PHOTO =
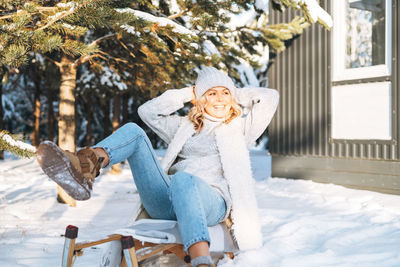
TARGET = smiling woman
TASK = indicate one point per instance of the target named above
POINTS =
(205, 176)
(216, 102)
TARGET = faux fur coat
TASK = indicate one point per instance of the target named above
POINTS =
(233, 140)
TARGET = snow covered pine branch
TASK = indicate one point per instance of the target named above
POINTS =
(16, 147)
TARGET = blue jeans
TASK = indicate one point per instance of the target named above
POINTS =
(183, 197)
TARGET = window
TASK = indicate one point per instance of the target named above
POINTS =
(362, 39)
(361, 55)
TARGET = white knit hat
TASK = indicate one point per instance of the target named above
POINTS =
(210, 77)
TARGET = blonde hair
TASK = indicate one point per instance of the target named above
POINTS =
(196, 113)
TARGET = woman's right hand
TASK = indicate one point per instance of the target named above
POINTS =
(193, 101)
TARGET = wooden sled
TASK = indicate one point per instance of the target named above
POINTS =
(134, 251)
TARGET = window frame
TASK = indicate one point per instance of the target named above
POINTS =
(339, 72)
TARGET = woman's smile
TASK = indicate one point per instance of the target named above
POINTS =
(219, 102)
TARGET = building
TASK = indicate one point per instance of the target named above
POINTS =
(338, 118)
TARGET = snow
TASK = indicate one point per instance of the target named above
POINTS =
(163, 22)
(317, 13)
(262, 5)
(303, 223)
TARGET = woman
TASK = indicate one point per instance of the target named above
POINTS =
(205, 176)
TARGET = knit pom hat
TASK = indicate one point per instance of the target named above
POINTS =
(210, 77)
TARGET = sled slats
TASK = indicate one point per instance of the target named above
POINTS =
(147, 253)
(83, 245)
(71, 234)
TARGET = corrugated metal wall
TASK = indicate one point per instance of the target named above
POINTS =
(302, 76)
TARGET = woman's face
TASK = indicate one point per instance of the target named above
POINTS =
(219, 102)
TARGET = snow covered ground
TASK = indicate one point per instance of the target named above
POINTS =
(303, 223)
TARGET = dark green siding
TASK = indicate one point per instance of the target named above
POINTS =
(300, 131)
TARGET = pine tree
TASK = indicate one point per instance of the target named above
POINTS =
(151, 46)
(17, 147)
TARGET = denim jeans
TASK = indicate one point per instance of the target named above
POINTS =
(189, 200)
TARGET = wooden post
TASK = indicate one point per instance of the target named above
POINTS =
(71, 233)
(128, 248)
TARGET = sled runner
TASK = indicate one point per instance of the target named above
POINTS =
(130, 246)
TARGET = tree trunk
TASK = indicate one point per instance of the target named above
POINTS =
(107, 125)
(125, 100)
(36, 116)
(50, 114)
(88, 111)
(1, 109)
(66, 121)
(116, 168)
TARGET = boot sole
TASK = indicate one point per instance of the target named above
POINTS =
(58, 167)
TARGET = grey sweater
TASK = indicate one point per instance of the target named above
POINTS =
(199, 155)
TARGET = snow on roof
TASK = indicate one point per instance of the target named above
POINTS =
(317, 13)
(159, 20)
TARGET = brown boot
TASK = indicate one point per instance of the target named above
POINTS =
(74, 172)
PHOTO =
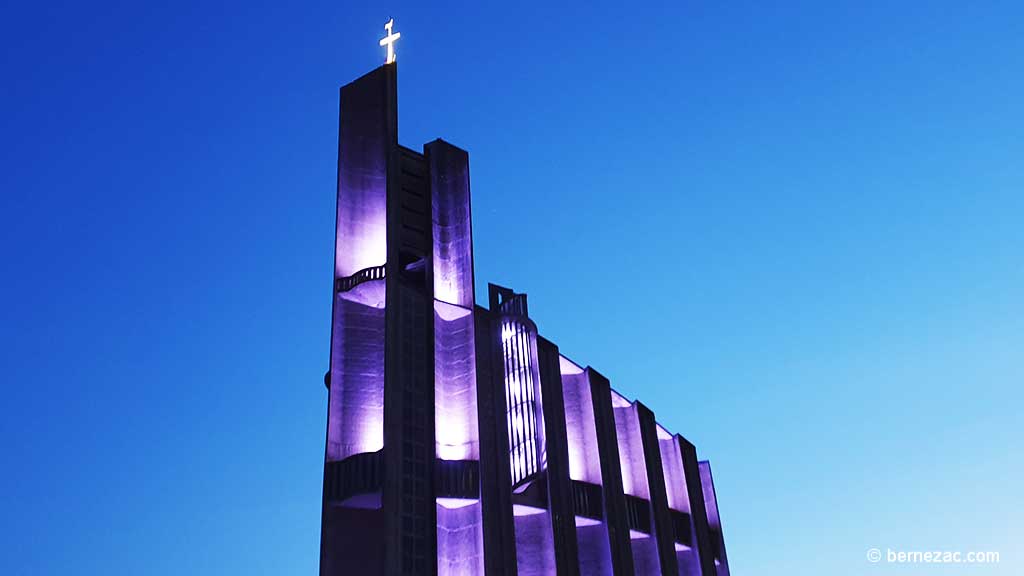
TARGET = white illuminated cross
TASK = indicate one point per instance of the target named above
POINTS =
(389, 40)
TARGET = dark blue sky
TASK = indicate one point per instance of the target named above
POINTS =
(794, 231)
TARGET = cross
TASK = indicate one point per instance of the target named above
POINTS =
(389, 40)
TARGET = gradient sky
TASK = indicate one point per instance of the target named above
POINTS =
(795, 231)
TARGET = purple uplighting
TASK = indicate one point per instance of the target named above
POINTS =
(355, 421)
(522, 398)
(460, 538)
(630, 448)
(585, 462)
(455, 383)
(534, 543)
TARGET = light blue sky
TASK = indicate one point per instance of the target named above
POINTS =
(793, 230)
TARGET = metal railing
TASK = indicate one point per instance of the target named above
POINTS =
(365, 275)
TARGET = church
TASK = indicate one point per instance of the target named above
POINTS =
(460, 441)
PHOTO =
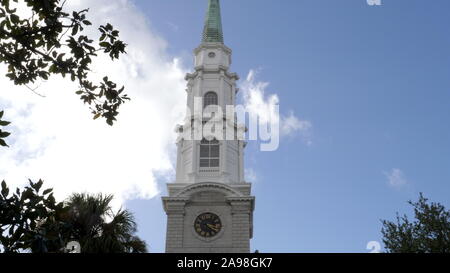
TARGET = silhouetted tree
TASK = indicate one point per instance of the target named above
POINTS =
(3, 134)
(428, 233)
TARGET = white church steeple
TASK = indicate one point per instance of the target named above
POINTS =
(209, 207)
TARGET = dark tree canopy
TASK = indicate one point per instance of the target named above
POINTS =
(31, 220)
(429, 232)
(52, 42)
(3, 134)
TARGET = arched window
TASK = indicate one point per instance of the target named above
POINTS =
(209, 153)
(210, 98)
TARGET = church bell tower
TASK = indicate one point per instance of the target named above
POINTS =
(209, 207)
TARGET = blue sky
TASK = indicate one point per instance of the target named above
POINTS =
(374, 82)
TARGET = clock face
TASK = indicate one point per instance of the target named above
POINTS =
(207, 225)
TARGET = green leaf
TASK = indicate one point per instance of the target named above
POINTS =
(5, 189)
(4, 134)
(3, 143)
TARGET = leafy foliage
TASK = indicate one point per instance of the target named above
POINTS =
(51, 42)
(3, 134)
(428, 233)
(33, 221)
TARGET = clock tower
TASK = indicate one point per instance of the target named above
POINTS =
(209, 207)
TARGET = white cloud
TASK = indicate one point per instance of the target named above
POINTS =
(265, 106)
(55, 138)
(396, 178)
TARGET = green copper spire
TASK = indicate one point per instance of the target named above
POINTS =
(212, 33)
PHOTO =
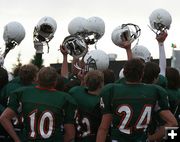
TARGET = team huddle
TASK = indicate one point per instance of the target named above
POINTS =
(87, 103)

§ §

_SET TASK:_ Please rewrite all the rows above with "indicate" renamed to "mark" and nothing else changed, leaving out the pictures.

_TASK SOLUTION:_
PHOTO =
TARGET = smiling woman
TASK = mark one point per instance of the target named above
POINTS =
(205, 176)
(216, 102)
TARGET = faux fur coat
TASK = mark one point per instance of the target named above
POINTS =
(233, 140)
TARGET = snow covered pine branch
TASK = mark one point per instance of the target named above
POINTS =
(16, 147)
TARGET = blue jeans
TASK = mark one point per instance of the target named above
POINTS =
(183, 197)
TARGET = window
TASK = mark one point per instance of the target named above
POINTS =
(362, 39)
(361, 55)
TARGET = white knit hat
TASK = mark one point per instance of the target named above
POINTS =
(210, 77)
TARGET = blonde hair
TASK = mark one point per instance of the target named above
POINTS =
(196, 113)
TARGET = woman's right hand
TASK = mark one point per instance of the target named above
POINTS =
(193, 101)
TARGET = wooden sled
TASK = mark one point per instance of the target named above
POINTS =
(134, 251)
TARGET = window frame
TASK = mark one point per instance of the target named above
POINTS =
(339, 72)
TARGET = woman's smile
TASK = mark one point per instance of the target named above
POINTS =
(219, 102)
TARGET = building
TASK = mark one point per instance of the target named above
POINTS =
(338, 118)
TARGET = snow
TASK = mark one point per instance of the target named above
POINTS =
(163, 22)
(317, 13)
(262, 5)
(303, 223)
TARGET = woman
TASK = mark one point per instance of the target named above
POINTS =
(205, 176)
TARGET = knit pom hat
TASK = mark one point per instance of the target named above
POINTS =
(210, 77)
TARGET = sled slats
TASK = mark one point per instance of the target named above
POINTS =
(147, 253)
(83, 245)
(71, 234)
TARGET = corrugated metal wall
TASK = mark one point per instance of the target named above
POINTS =
(302, 76)
TARGET = woman's face
TASK = mark one point per instance of the target named above
POINTS =
(219, 102)
TARGET = snow covered ground
TASK = mark one point per instance of the target named above
POINTS =
(303, 223)
TARGET = dark green siding
TASK = mark one point per instance of the target named above
POINTS =
(300, 131)
TARGET = pine tree
TASK = mark one point per instance of the target named above
POINTS =
(151, 46)
(17, 147)
TARGET = denim jeans
TASK = mark one point per instance of the target named above
POINTS =
(189, 200)
TARGET = wooden post
TASK = mark one point per instance of the target named above
POINTS =
(71, 233)
(128, 248)
TARGET = sled runner
TASK = mark one point per instance of the target named above
POINTS =
(130, 246)
TARGET = tree trunk
TASK = mark one point per instance of the target named above
POINTS =
(107, 125)
(125, 100)
(36, 116)
(50, 114)
(88, 111)
(1, 109)
(66, 121)
(116, 168)
TARGET = boot sole
TASK = mark one point per instance of the target named above
POINTS =
(58, 167)
TARGET = grey sweater
TASK = mark one point per instance of the target named above
POINTS =
(199, 155)
TARGET = snow on roof
TASK = mark one point per instance of the target named above
POINTS =
(317, 13)
(159, 20)
TARGET = brown boot
TASK = mark one point per instance of the target named above
POINTS =
(74, 172)
PHOTO =
TARGET = white illuminated cross
TASK = mark one point per instance of the target named above
POINTS =
(389, 40)
TARGET = dark blue sky
TASK = mark one point per instance of the target named above
POINTS =
(794, 231)
TARGET = cross
TASK = mark one point per instance of the target named above
POINTS =
(389, 40)
TARGET = gradient sky
TASK = mark one point per instance of the target named above
POINTS =
(795, 231)
TARGET = purple uplighting
TASK = mark one point per instance of the target named above
POINTS =
(355, 421)
(522, 398)
(460, 538)
(630, 448)
(585, 462)
(455, 383)
(534, 543)
TARGET = light blue sky
TASK = mark one point per instance of the target named above
POINTS =
(793, 230)
TARGET = metal railing
TASK = mark one point per instance of the target named above
POINTS =
(365, 275)
TARGET = church
TASK = mark one point per instance of the target named above
POINTS =
(460, 441)
PHOTO =
TARGET = silhouetted tree
TASK = mark one point per instance of the target named above
POINTS =
(3, 134)
(428, 233)
TARGET = white church steeple
TASK = mark one point per instance of the target named above
POINTS =
(209, 207)
TARGET = dark tree canopy
TASK = mark one point per instance of the target named above
POINTS =
(31, 220)
(429, 232)
(52, 42)
(3, 134)
TARGET = arched window
TASK = mark one point per instance of the target named above
POINTS =
(209, 153)
(210, 98)
TARGET = church bell tower
TASK = mark one point per instance of the target named above
POINTS =
(209, 207)
TARGET = blue sky
TASK = mark one point per instance of the target named above
POINTS =
(374, 82)
TARGET = clock face
TASK = mark one point per instance of the target named above
POINTS =
(207, 225)
TARGET = green leaf
TASK = mark one point per instance of the target named above
POINTS =
(5, 189)
(4, 134)
(3, 143)
TARGET = leafy foliage
TASK = mark one point per instance of the target named above
POINTS =
(51, 42)
(3, 134)
(428, 233)
(33, 221)
TARGET = clock tower
TASK = mark one point per instance of the target named above
POINTS =
(209, 207)
TARGET = white cloud
TASK = mark one point per instance of the target named above
POINTS =
(265, 106)
(55, 138)
(396, 178)
TARGET = green copper spire
TASK = mark one point per instance of the target named above
POINTS =
(212, 33)
PHOTO =
TARGET = team huddle
TASK = mark one point per instance of the target named above
POINTS =
(87, 103)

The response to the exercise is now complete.